• Required action 1: According to the article about the Washed Ashore exhibit, what is the bleached "coral reef" along one wall made of?
• Required action 2: Write a continuation of the article about the Washed Ashore exhibit, picking up after its final sentence.

There's a "plastic tribe" of colorful masks made from plastic jugs, tennis balls, bottle tops and odds and ends and, on the walls, murals made from even more colorful garbage.
Then there's what's sure to be a favorite with children: a plastic foam drum set that gives very satisfyingly loud thumps and bangs. Pozzi explains that the ocean pulls plastic down and that condenses the foam. The different pieces have different tonalities depending on how deep they were pulled beneath the surface.
Upstairs is the hands-free zone and a first for Washed Ashore: a walk-through depiction of a coral reef in its different stages, titled Reef at Risk. The display shows all stages of the reef's life and death, side by side.
Along one wall is a bleached "coral reef,'' made entirely of ocean-rolled plastic foam, molded and wired together to look like coral. It stands in a stark contrast to the "living reef'' just a few feet away. There, colorful buoys and the colored foam inside, old plastic bottles and jugs, sand buckets and other very recognizable bits and pieces imitate coral, sea plants and other creatures, making for a vibrant study.
Just beyond, there's a "reef in transition,'' parts of it bleached and dying, other parts still teeming with life.
And throughout, signs tell the story of the sculptures, what they're made of and how people might be able to do their own part.
It's hard to believe that every bit of what is seen is garbage. None of it painted. Just cut, molded, crumpled or strung together to make these fantastical creations.
And every bit of it came from the Oregon coastline.
"We could do Washed Ashore in any country," Pozzi says. "We live on a coast that's not known to be polluted. The Oregon coast is a beautiful, scenic treasure. But we get a regular influx from the Asian currents."
ONE PIECE AT A TIME
In June, more large sculptures will arrive at Clinton Center including Greta the Great White Shark and Stella the Seahorse.

• Listed records:
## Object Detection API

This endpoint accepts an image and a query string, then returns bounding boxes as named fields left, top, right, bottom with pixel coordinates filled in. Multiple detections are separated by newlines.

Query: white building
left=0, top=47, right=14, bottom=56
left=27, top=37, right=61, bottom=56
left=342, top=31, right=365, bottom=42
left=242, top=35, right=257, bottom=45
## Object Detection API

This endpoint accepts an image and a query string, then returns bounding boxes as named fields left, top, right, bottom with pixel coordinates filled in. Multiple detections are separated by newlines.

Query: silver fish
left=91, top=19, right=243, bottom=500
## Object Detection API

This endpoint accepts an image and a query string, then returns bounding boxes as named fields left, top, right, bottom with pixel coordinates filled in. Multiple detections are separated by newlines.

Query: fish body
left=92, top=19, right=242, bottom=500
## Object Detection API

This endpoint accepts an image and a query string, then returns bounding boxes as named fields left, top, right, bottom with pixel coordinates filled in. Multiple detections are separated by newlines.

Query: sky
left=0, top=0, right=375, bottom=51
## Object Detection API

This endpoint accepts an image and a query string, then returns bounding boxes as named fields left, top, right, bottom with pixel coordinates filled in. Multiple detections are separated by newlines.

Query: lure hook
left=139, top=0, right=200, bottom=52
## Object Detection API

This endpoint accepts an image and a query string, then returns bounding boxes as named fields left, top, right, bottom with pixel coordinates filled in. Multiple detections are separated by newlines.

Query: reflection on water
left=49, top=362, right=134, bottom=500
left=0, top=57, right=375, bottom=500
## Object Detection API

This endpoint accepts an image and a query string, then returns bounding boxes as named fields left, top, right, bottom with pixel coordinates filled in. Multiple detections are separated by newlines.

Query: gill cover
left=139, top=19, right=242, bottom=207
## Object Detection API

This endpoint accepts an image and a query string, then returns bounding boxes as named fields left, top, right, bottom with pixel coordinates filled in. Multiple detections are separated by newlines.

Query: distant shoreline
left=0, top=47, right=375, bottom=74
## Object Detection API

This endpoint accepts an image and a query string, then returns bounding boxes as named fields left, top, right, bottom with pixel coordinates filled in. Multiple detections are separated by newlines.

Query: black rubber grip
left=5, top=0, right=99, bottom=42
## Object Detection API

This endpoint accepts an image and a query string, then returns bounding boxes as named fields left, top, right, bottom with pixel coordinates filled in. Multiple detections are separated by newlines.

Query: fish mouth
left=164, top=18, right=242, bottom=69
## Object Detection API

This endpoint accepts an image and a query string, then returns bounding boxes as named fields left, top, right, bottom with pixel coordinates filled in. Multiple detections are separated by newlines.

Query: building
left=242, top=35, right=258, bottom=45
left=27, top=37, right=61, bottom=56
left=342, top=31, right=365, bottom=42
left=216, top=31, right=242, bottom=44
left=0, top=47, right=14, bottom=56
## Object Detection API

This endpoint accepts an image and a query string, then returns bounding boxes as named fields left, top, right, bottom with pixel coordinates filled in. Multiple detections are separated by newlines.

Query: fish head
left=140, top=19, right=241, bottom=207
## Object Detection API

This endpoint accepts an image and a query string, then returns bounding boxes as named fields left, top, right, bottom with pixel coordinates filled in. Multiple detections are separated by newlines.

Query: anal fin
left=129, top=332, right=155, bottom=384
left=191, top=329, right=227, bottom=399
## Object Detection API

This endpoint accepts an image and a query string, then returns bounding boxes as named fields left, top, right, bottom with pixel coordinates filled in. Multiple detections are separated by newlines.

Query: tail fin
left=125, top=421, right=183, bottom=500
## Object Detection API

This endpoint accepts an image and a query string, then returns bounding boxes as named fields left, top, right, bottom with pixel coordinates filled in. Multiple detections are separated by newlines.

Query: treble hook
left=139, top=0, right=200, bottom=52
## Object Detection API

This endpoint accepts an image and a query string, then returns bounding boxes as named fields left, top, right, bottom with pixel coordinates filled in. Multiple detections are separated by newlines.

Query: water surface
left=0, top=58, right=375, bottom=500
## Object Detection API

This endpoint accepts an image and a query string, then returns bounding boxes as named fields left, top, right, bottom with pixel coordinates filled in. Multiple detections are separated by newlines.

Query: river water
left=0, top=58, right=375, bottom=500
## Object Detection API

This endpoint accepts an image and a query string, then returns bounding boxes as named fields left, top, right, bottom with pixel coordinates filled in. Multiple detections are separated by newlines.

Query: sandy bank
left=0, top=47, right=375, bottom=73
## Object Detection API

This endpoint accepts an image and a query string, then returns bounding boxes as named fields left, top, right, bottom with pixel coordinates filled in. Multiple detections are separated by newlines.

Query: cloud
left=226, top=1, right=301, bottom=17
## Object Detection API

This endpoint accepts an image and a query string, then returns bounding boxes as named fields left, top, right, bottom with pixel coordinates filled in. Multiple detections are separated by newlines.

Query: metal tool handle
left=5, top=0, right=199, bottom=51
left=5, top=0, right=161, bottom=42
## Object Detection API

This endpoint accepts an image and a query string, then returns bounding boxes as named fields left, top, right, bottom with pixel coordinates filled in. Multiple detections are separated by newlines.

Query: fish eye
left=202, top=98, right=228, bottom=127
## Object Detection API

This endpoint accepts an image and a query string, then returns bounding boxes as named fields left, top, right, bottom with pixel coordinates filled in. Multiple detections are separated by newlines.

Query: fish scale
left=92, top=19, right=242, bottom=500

• Exercise result 1: Ocean-rolled plastic foam, molded and wired together to look like coral.

• Exercise result 2:
Over the nine years of its life, Washed Ashore has processed about 22 tons of garbage, and 95% of it ends up in the sculptures.
"We get just enough of everything we need," Pozzi says. "We never have to worry about not getting it."
Pozzi is the designer, and she works on most of the pieces, but it's not all just her work. There's still the workshop in Bandon where people are welcome to sign up or drop by and help string foam pieces into "kebabs" or thread water-bottle bottoms. All tasks are broken down into difficulty levels, some so simple a small child can do them.
The idea behind the community hands-on approach is, Pozzi explains, to "give everyone a chance to participate and help make it possible. That gives people hope. They feel like they're part of the movement. Part of the solution."
"If everybody working together can make great things happen, then maybe we can prove that that's a way we can move forward."
Everyone pitching in is how the problem began in the first place, as Tannous notes.
"Someone didn't magically dump billions of tons in the ocean. It started with one plastic piece at a time. So, to reverse it, you just have to do the same thing."
While volunteers don't get to take their works home with them, they can walk away with the knowledge they've contributed to a bigger project, one that's traveling the country.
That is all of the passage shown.